+++ Текст +++

02.10.2018 Три самых популярных заблуждения об эмоциях в Affective Computing.
Сегодня эмоции играют все более важную роль в бизнесе. В какой-то момент люди пришли к пониманию, что покупатель принимает решение о покупке, основываясь не только на том, что он думают о продукте, но и на том, что чувствует по отношению к нему. Именно поэтому компании активно пытаются добавить эмоциональный аспект в свою работу: аналитику, сервис, технологии.
Эпоха безэмоционального рационализма подошла к концу для человека давным-давно, но для современных машин сейчас наступает рассвет их эмоционального интеллекта. На протяжении последних десяти лет мы наблюдали стремительное развитие эмоциональных технологий, область которую чаще называют «аффективные вычисления» (Affective Computing). Но там, где есть эмоции, всегда находится много загадок.
Некоторые ошибочные клише встречаются особенно часто. Мы рассмотрим три наиболее популярных мифа о эмоциях в Affective Computing, которые активно распространяются в бизнес среде и медиапространстве.
Миф 1: Наследие Пола Экмана
Вкратце теорию Пола Экмана можно описать так: когда дело касается лицевых экспрессий, люди способны выражать и узнавать определенный набор эмоций, который он называет «базовым». Вне зависимости от того, где мы находимся и с кем разговариваем, мы всегда способны распознать, когда наш собеседник проявляет 5* эмоций: гнев, страх, отвращение, радость, грусть.
*После того, как теория была пересмотрена, удивление исключили из списка базовых эмоций.
Базовые эмоции по Полу Экману (плюс нейтральное состояние) в исполнении Тима Рота, актера, сыгравшего главного героя сериала «Обмани меня».

+++ Предоставленные записи +++

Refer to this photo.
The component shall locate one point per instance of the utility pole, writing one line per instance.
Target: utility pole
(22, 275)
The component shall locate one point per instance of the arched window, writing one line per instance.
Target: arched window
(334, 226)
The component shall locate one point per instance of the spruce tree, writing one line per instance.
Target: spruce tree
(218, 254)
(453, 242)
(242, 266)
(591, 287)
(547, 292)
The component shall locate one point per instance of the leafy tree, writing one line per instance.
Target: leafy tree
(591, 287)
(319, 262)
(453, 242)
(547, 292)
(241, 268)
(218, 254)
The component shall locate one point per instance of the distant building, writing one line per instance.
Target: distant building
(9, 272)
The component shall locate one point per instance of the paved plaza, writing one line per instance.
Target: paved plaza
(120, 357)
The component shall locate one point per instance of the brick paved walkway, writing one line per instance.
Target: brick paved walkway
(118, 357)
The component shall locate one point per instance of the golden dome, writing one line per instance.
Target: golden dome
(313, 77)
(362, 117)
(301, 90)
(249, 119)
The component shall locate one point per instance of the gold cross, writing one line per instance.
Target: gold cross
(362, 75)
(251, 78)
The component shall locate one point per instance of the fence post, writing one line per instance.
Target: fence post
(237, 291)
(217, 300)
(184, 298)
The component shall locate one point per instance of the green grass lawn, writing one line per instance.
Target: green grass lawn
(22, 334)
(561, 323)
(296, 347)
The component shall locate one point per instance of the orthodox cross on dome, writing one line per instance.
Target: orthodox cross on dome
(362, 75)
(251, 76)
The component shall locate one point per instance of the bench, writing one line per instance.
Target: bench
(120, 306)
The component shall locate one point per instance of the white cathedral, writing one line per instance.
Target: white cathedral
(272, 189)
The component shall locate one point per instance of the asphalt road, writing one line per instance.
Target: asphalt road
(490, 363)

+++
+++ Предоставленные записи +++

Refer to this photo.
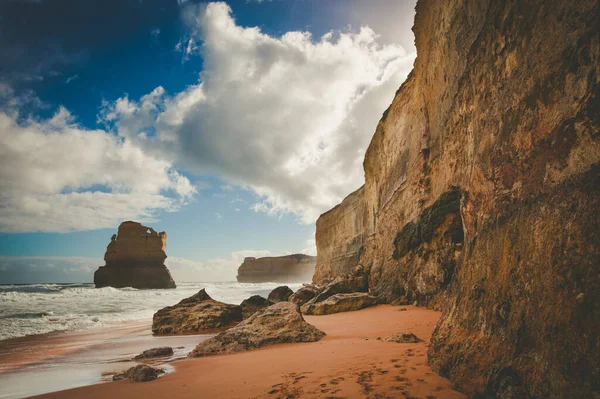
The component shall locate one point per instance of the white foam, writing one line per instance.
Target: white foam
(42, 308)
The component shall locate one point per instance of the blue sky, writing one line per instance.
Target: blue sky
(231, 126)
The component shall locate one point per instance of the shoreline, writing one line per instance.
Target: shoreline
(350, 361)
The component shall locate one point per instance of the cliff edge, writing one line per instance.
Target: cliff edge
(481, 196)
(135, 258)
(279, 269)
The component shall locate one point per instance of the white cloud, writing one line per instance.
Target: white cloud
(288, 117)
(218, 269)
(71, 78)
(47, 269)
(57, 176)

+++
+++ Предоставленные записи +++

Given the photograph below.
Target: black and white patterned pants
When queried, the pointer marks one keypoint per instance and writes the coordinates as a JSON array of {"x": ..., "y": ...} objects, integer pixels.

+++

**Цель**
Кратко перескажите абзац текста, который начинается словами «Сегодня эмоции играют», сохранив его основные факты. Записи представляют собой отдельный материал и с текстом не связаны.

**Выполненное задание**
Эмоции приобретают в бизнесе всё большее значение. Стало понятно, что покупатель принимает решение о покупке не только исходя из мнения о продукте, но и из чувств к нему. Поэтому компании стремятся добавить эмоциональный аспект в аналитику, сервис и технологии.